» Instructions to follow
Switch every occurrence of "soccer goal" in the data below to "football goal", reproduce all other lines unchanged, and omit the pictures from your output.

» Labeled shape data
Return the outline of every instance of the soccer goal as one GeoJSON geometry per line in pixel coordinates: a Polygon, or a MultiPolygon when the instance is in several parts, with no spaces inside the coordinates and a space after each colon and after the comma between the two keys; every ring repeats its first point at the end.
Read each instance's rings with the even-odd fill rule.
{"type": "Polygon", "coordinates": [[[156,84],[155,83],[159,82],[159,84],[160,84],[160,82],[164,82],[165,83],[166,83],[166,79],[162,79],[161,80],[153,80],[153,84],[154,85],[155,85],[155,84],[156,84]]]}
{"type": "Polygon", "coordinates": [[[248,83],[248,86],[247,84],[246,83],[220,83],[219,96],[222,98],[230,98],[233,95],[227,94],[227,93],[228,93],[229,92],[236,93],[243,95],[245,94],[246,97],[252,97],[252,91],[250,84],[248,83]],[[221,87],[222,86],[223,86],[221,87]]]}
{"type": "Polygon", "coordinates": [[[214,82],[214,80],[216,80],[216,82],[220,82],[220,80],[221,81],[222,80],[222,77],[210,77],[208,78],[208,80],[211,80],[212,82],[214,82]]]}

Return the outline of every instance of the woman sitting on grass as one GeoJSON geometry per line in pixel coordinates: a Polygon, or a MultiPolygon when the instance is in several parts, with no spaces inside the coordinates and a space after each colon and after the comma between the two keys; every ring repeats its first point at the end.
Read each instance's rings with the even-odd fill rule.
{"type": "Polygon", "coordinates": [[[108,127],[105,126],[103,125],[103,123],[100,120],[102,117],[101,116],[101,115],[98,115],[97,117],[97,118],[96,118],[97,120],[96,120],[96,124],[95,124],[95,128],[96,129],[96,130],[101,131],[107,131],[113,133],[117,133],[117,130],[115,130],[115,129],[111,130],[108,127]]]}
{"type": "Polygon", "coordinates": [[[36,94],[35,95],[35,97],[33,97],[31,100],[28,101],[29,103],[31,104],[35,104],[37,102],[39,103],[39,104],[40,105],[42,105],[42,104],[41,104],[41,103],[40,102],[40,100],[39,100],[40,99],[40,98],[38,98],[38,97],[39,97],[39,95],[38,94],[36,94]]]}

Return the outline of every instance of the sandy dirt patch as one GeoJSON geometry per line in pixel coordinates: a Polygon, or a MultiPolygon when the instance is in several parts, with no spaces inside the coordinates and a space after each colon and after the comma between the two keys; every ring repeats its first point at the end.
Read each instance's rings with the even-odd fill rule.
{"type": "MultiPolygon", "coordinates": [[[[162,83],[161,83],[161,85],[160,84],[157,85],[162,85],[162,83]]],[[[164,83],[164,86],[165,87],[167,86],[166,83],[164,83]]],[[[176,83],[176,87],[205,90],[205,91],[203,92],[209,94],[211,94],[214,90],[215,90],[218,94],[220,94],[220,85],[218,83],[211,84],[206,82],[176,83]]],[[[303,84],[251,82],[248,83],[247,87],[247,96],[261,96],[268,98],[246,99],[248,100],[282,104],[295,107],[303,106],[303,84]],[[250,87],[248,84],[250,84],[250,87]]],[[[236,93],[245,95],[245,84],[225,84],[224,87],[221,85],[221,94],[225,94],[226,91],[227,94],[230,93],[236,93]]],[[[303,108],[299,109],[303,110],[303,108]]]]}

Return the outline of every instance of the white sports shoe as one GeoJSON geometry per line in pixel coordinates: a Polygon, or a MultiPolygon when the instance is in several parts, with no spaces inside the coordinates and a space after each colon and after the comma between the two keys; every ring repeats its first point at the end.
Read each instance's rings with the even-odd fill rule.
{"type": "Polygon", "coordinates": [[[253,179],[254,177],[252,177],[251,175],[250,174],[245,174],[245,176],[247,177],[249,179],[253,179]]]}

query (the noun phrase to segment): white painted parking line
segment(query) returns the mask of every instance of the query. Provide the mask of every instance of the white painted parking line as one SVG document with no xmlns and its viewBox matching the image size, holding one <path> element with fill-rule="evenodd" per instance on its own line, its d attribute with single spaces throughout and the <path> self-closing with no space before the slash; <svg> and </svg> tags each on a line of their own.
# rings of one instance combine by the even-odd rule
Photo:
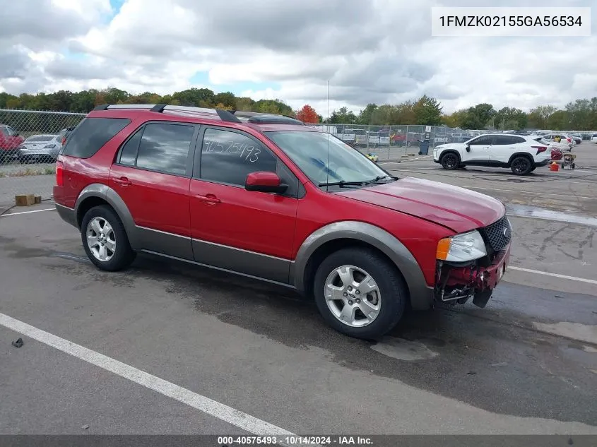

» Task response
Return the outline of every instance of the football goal as one GeoJSON geometry per line in pixel coordinates: a Polygon, or a MultiPolygon when the instance is in several parts, with no spaces inside the coordinates and a space after each colon and after the comma between the two keys; every ring repeats its first point at the end.
Read each instance's rings with the even-odd fill rule.
{"type": "Polygon", "coordinates": [[[156,84],[155,83],[159,82],[159,84],[160,84],[160,82],[164,82],[165,83],[166,83],[166,79],[162,79],[161,80],[153,80],[153,84],[154,85],[155,85],[155,84],[156,84]]]}
{"type": "Polygon", "coordinates": [[[248,83],[248,86],[247,84],[246,83],[220,83],[219,96],[222,98],[230,98],[233,95],[227,94],[227,93],[228,93],[229,92],[236,93],[243,95],[245,94],[246,97],[252,97],[252,91],[250,84],[248,83]],[[221,87],[222,86],[223,86],[221,87]]]}
{"type": "Polygon", "coordinates": [[[214,82],[214,80],[216,80],[216,82],[220,82],[220,80],[221,81],[222,80],[222,77],[210,77],[208,78],[208,80],[211,80],[212,82],[214,82]]]}

Return the outline of every instance of the woman sitting on grass as one GeoJSON geometry per line in pixel coordinates: a Polygon, or a MultiPolygon when the instance is in several parts, with no spaces inside the coordinates and a space after each colon and after the comma between the two keys; every ring repeats its first point at the end.
Read each instance's rings with the even-odd fill rule.
{"type": "Polygon", "coordinates": [[[108,127],[105,126],[103,125],[103,123],[100,120],[102,117],[101,116],[101,115],[98,115],[97,117],[97,118],[96,118],[97,120],[96,120],[96,124],[95,124],[95,128],[96,129],[96,130],[101,131],[107,131],[113,133],[117,133],[117,130],[115,130],[115,129],[111,130],[108,127]]]}
{"type": "Polygon", "coordinates": [[[36,94],[35,95],[35,97],[33,97],[31,100],[28,101],[29,103],[31,104],[35,104],[37,102],[39,103],[39,104],[40,105],[42,105],[42,104],[41,104],[41,103],[40,102],[40,100],[39,100],[40,99],[40,98],[38,98],[38,97],[39,97],[39,95],[38,94],[36,94]]]}

Return the outline of every instance of the sandy dirt patch as one GeoJSON geometry per line in pixel coordinates: a Polygon, or a MultiPolygon when the instance is in several parts, with no spaces inside the coordinates and a space after each colon and after the comma between the two keys; every ring repeats its first point at the end.
Read each instance's rings with the even-odd fill rule.
{"type": "MultiPolygon", "coordinates": [[[[162,83],[161,83],[161,85],[160,84],[157,85],[162,85],[162,83]]],[[[164,83],[164,86],[165,87],[167,86],[166,83],[164,83]]],[[[176,83],[176,87],[205,90],[205,91],[203,92],[209,94],[211,94],[214,90],[215,90],[218,94],[220,94],[220,85],[218,83],[211,84],[206,82],[176,83]]],[[[303,84],[251,82],[248,83],[247,87],[247,96],[261,96],[268,98],[246,99],[248,100],[282,104],[295,107],[303,106],[303,84]],[[250,87],[248,84],[250,84],[250,87]]],[[[236,93],[245,95],[245,84],[225,84],[224,87],[221,85],[221,94],[225,94],[226,91],[227,94],[230,93],[236,93]]],[[[303,108],[299,109],[303,110],[303,108]]]]}

Return the outline of every instance of the white sports shoe as one GeoJSON geometry per line in pixel coordinates: a Polygon, or a MultiPolygon when the instance is in several parts, with no spaces inside the coordinates and a space after each colon and after the comma between the two keys; every ring repeats its first point at the end.
Read each instance's rings with the even-odd fill rule.
{"type": "Polygon", "coordinates": [[[253,179],[254,177],[252,177],[251,175],[250,174],[245,174],[245,176],[247,177],[249,179],[253,179]]]}

query (the noun phrase to segment): white painted parking line
segment(query) returns the mask of every instance of the query. Provide the mask of every instance of the white painted parking line as one SVG document with no xmlns and its viewBox matching the image size, holding one <path> element with fill-rule="evenodd" per instance on its own line, its d attribute with single spaces throughout and the <path> self-closing with no space before the slash; <svg> and </svg> tags each on a line of their own.
# rings of one instance combine by the even-odd rule
Photo:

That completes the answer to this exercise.